** Opening MATERIALS PROVIDED block **
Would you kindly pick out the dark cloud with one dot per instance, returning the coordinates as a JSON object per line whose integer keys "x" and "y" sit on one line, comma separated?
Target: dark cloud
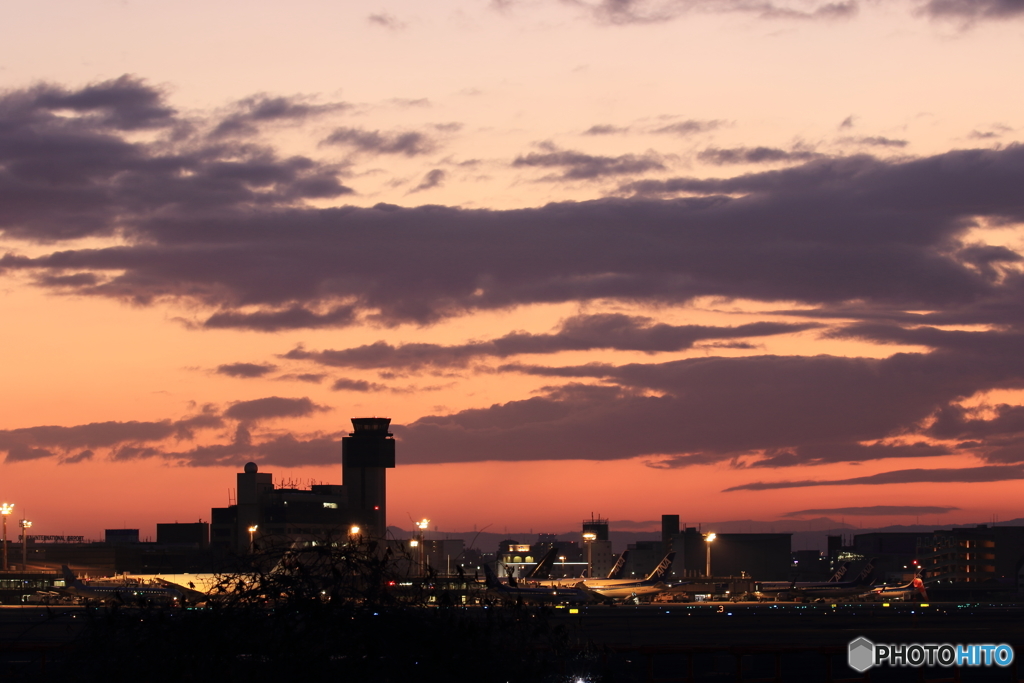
{"x": 386, "y": 20}
{"x": 656, "y": 11}
{"x": 755, "y": 156}
{"x": 252, "y": 112}
{"x": 205, "y": 226}
{"x": 876, "y": 510}
{"x": 785, "y": 411}
{"x": 71, "y": 169}
{"x": 271, "y": 408}
{"x": 312, "y": 378}
{"x": 124, "y": 103}
{"x": 410, "y": 143}
{"x": 580, "y": 333}
{"x": 432, "y": 179}
{"x": 80, "y": 457}
{"x": 824, "y": 454}
{"x": 876, "y": 140}
{"x": 982, "y": 474}
{"x": 688, "y": 127}
{"x": 126, "y": 441}
{"x": 246, "y": 369}
{"x": 580, "y": 166}
{"x": 973, "y": 9}
{"x": 343, "y": 384}
{"x": 605, "y": 129}
{"x": 45, "y": 441}
{"x": 287, "y": 318}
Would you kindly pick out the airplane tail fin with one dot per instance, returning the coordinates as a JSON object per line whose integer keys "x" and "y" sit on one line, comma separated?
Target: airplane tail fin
{"x": 70, "y": 578}
{"x": 866, "y": 577}
{"x": 838, "y": 577}
{"x": 510, "y": 577}
{"x": 616, "y": 570}
{"x": 543, "y": 568}
{"x": 488, "y": 577}
{"x": 663, "y": 569}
** Closing MATERIALS PROVIDED block **
◆ TASK PROMPT ◆
Where a line of the records above holds the word "integer", count it; give the total as a single number and nothing else.

◆ SOLUTION TO THE PROBLEM ◆
2